* [TASK INPUTS]:
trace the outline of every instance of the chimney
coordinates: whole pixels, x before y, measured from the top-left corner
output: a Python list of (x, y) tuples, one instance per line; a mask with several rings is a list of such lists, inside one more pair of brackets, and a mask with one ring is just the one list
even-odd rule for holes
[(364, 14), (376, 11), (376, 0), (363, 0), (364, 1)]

* [YOUR TASK]:
Could you reproduce all of the entries exactly as they appear?

* [TASK RESULT]:
trace the outline of every instance of the chimney
coordinates: whole pixels, x before y, measured from the top-left corner
output: a Python list of (x, y) tuples, one instance per line; a mask with several rings is a list of such lists, inside one more pair of brackets, and a mask with one ring is just the one list
even-odd rule for holes
[(364, 14), (376, 11), (376, 0), (363, 0), (364, 1)]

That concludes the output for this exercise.